SHORT PROBLEM: Your task is to write out exactly the lines from the line containing "TARGET = tree branch" through the end of the records, inclusive at both ends.

• • • • • • •

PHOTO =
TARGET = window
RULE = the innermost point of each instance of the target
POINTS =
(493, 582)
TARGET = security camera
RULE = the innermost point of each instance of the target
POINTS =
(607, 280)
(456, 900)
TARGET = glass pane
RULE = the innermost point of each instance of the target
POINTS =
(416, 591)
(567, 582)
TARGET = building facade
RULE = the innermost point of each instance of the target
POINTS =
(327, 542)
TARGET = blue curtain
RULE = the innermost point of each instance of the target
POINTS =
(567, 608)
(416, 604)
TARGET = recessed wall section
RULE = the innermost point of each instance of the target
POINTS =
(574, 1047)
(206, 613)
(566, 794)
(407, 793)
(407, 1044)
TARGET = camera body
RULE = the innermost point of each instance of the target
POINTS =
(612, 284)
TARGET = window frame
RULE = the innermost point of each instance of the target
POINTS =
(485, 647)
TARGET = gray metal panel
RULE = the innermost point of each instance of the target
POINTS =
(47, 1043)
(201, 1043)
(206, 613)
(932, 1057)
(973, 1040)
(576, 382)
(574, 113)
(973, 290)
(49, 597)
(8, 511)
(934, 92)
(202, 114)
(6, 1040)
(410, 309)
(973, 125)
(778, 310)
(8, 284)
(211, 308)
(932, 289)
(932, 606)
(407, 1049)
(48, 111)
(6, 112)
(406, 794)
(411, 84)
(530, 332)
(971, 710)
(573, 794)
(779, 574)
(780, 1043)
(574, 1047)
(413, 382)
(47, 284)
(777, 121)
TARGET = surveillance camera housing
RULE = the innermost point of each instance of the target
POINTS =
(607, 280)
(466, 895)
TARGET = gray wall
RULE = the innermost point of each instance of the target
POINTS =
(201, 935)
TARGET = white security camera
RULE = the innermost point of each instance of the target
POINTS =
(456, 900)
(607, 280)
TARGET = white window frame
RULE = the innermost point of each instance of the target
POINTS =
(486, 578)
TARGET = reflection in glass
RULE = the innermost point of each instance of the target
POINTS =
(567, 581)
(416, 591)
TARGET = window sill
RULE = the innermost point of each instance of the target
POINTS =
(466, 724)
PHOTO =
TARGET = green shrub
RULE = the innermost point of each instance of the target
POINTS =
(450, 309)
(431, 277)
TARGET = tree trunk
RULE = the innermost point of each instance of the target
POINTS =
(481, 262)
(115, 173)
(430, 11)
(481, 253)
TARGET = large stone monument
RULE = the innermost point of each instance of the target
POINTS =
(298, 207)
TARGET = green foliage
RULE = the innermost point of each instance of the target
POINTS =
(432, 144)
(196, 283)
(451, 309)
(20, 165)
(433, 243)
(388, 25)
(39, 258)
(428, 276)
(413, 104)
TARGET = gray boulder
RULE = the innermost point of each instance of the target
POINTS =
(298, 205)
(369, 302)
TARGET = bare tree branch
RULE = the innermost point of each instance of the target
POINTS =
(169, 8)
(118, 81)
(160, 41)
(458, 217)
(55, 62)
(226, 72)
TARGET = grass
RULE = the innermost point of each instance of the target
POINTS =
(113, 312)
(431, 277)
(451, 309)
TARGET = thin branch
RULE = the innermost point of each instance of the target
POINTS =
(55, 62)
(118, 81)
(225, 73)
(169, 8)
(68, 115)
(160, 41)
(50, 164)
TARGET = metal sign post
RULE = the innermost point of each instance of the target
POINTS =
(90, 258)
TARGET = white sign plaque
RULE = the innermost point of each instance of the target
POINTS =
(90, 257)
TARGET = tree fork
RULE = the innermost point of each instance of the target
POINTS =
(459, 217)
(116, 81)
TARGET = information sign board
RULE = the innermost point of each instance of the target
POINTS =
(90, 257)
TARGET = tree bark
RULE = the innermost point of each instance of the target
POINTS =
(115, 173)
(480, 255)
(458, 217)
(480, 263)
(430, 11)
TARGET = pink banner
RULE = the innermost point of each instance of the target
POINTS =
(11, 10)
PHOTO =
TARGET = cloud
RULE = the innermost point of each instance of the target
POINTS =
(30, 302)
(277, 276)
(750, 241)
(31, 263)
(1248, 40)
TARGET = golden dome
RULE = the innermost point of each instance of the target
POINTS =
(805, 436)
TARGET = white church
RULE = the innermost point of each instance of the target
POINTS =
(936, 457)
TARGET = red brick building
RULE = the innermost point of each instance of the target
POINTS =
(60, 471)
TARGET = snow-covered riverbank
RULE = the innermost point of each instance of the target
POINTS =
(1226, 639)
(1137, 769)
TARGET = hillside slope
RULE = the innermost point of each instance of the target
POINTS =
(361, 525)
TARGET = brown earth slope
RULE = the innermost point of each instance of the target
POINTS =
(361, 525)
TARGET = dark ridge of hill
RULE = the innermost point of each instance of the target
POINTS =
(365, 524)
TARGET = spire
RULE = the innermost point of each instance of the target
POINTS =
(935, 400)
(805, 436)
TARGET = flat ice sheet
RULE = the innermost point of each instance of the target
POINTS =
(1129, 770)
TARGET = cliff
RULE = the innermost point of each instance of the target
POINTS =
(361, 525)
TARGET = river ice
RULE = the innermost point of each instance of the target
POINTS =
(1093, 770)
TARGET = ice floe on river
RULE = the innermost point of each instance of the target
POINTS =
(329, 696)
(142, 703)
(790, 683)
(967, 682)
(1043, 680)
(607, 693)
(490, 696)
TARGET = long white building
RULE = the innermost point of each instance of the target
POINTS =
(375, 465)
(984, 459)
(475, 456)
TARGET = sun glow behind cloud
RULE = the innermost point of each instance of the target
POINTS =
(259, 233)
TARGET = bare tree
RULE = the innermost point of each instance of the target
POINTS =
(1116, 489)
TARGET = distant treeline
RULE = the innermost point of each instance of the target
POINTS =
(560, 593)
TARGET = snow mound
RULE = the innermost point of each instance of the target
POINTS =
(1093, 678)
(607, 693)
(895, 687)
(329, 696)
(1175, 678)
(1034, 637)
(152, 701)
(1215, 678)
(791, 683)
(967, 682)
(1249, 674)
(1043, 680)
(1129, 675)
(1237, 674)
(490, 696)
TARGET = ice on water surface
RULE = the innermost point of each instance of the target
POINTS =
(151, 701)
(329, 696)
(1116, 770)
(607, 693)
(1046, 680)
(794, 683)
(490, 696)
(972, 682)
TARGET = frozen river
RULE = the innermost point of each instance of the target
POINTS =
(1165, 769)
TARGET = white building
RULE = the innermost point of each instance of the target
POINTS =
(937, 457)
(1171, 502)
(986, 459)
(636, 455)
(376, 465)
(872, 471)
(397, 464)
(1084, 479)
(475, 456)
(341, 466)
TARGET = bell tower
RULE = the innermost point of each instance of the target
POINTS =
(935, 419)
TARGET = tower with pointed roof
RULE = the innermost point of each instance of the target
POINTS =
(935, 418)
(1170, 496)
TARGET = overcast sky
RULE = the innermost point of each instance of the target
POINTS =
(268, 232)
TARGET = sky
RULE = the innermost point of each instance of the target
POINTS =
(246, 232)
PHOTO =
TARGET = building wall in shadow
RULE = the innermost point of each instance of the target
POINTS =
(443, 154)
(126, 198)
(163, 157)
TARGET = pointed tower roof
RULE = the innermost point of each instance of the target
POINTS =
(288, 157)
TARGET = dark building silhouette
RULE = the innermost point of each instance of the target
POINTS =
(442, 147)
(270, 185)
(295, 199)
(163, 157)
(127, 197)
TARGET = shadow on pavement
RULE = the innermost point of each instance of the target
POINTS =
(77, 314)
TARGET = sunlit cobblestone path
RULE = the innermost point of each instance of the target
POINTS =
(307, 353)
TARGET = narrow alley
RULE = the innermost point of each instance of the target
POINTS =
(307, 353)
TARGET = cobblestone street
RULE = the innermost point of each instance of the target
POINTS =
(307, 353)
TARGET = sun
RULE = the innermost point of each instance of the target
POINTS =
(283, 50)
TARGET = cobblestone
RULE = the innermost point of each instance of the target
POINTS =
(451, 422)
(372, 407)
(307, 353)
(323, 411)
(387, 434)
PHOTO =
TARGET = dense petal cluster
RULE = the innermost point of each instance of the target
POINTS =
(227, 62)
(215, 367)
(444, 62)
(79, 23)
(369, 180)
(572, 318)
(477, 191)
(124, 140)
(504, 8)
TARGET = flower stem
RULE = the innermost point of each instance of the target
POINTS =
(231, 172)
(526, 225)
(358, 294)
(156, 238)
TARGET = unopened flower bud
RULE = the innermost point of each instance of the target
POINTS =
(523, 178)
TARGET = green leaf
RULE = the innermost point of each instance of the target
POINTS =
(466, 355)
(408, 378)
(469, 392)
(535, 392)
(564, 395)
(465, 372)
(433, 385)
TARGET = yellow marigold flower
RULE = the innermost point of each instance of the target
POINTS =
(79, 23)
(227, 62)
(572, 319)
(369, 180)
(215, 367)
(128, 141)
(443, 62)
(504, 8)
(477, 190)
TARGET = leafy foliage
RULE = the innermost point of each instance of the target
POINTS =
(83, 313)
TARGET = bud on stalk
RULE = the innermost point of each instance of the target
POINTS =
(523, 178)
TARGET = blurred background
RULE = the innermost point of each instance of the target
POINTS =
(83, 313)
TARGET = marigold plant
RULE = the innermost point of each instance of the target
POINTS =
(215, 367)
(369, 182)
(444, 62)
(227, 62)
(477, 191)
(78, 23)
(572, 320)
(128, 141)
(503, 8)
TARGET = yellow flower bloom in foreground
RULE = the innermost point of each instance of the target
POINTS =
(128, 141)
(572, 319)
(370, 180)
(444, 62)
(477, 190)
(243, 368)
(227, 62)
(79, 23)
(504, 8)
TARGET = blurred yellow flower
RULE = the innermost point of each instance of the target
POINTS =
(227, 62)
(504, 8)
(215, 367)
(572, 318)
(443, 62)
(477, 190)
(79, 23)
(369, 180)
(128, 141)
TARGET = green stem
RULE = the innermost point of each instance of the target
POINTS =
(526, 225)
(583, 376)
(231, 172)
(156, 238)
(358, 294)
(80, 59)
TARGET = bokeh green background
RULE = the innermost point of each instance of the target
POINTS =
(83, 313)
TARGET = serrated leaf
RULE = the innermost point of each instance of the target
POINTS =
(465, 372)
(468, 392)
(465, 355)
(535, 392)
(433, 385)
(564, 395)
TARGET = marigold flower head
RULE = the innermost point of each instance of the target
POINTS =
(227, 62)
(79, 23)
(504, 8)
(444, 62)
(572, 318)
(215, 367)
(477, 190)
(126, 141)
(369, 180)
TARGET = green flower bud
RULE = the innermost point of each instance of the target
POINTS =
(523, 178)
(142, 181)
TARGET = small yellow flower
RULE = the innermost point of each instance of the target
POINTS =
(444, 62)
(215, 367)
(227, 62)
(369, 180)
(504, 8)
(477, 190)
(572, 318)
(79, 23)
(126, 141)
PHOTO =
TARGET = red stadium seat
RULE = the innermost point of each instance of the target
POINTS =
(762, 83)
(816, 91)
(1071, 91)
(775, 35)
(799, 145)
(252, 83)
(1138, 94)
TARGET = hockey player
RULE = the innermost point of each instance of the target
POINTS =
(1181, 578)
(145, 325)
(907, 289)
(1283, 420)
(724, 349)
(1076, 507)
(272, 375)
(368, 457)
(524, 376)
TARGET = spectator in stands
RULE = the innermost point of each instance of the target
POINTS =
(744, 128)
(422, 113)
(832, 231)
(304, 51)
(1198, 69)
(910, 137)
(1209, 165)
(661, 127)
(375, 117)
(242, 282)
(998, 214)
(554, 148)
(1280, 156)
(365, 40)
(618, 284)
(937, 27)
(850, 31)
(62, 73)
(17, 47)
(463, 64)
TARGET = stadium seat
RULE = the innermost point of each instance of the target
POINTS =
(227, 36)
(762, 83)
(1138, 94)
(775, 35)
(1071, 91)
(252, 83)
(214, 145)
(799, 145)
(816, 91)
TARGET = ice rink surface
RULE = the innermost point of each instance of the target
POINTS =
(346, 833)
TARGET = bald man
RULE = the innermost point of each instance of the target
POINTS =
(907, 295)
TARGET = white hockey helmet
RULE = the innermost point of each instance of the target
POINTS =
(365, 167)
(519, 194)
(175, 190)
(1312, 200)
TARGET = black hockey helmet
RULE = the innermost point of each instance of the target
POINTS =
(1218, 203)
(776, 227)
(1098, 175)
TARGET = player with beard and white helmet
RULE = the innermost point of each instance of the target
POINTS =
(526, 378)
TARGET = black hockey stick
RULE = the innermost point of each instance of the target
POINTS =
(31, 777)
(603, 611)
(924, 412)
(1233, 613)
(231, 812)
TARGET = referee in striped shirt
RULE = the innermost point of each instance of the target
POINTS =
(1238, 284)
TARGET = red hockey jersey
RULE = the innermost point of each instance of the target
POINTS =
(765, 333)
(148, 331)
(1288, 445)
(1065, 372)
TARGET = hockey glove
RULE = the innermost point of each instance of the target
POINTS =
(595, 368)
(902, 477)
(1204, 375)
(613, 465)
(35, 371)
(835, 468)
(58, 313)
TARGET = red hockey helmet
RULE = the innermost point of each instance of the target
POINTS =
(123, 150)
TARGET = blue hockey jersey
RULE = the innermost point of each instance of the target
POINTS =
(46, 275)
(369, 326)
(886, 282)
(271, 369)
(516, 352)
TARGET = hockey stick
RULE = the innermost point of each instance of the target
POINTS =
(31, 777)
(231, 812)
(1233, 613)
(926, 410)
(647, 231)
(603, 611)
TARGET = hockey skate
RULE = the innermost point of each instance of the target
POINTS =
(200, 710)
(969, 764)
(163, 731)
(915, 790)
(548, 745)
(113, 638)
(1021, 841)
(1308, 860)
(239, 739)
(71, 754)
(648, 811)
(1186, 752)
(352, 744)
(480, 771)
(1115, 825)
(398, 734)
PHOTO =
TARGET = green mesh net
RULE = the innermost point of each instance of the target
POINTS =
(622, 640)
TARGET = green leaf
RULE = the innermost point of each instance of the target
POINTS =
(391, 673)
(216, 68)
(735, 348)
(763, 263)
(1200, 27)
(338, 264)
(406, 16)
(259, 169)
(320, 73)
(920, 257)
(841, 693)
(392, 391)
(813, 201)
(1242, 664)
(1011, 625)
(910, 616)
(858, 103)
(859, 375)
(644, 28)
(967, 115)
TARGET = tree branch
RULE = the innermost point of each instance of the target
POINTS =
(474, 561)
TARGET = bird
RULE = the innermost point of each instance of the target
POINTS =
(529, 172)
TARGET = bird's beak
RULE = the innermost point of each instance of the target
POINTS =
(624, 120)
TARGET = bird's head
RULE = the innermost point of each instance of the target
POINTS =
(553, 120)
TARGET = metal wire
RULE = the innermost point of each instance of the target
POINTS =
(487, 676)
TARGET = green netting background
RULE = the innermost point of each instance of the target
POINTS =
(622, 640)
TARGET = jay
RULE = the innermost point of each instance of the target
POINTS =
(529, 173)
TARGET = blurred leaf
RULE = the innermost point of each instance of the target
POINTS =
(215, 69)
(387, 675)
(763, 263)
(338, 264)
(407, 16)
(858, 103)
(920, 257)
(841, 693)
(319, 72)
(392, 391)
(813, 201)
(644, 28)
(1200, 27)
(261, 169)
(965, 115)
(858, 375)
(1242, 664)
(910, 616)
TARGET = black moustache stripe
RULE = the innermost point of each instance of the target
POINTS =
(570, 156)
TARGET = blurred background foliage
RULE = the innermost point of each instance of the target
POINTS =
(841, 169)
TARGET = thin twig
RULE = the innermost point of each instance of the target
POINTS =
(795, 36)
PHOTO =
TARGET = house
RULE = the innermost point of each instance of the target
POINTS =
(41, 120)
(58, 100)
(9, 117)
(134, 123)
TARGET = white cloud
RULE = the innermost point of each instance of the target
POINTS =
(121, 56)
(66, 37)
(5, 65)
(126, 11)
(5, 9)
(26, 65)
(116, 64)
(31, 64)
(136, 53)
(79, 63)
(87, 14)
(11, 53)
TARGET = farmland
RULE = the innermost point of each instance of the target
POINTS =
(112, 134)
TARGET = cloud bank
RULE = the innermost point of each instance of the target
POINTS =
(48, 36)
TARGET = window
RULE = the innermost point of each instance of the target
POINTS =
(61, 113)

• • • • • • •

FINAL RESULT:
TARGET = tree branch
RULE = the innermost point of each instance of the target
POINTS =
(474, 561)
TARGET = bird
RULE = the innermost point of each instance of the target
POINTS =
(529, 172)
TARGET = bird's beak
RULE = the innermost point of each instance of the target
POINTS =
(624, 120)
TARGET = bird's head
RULE = the innermost point of each instance of the target
POINTS =
(553, 120)
TARGET = metal wire
RULE = the innermost point of each instance of the target
POINTS =
(487, 676)
TARGET = green netting background
RULE = the innermost point of each instance of the target
POINTS =
(622, 640)
TARGET = jay
RULE = the innermost point of each instance of the target
POINTS =
(529, 173)
TARGET = blurred leaf
RULE = the innermost point of each instance of the target
POINTS =
(215, 69)
(387, 675)
(763, 263)
(338, 264)
(407, 16)
(858, 103)
(920, 257)
(841, 693)
(319, 72)
(392, 391)
(813, 201)
(644, 28)
(1200, 27)
(261, 169)
(965, 115)
(858, 375)
(1242, 664)
(910, 616)
TARGET = black moustache stripe
RULE = the innermost point of each instance of the target
POINTS =
(570, 156)
TARGET = blurred background foliage
RULE = the innermost point of each instance of the target
POINTS =
(841, 169)
TARGET = thin twig
RULE = the innermost point of each instance of the target
POINTS =
(795, 36)
PHOTO =
TARGET = house
RULE = the innermost point of each instance of the target
POINTS =
(41, 120)
(58, 100)
(9, 117)
(134, 123)
TARGET = white cloud
RULE = the innermost point of each instance of the target
POINTS =
(121, 56)
(66, 37)
(5, 65)
(126, 11)
(5, 9)
(26, 65)
(116, 64)
(31, 64)
(136, 53)
(79, 63)
(87, 14)
(11, 53)
TARGET = farmland
RULE = the innermost point of each instance of the target
POINTS =
(112, 134)
TARGET = cloud bank
RULE = the innermost point of each instance of the target
POINTS =
(48, 36)
TARGET = window
RULE = the innermost point of each instance of the target
POINTS =
(61, 113)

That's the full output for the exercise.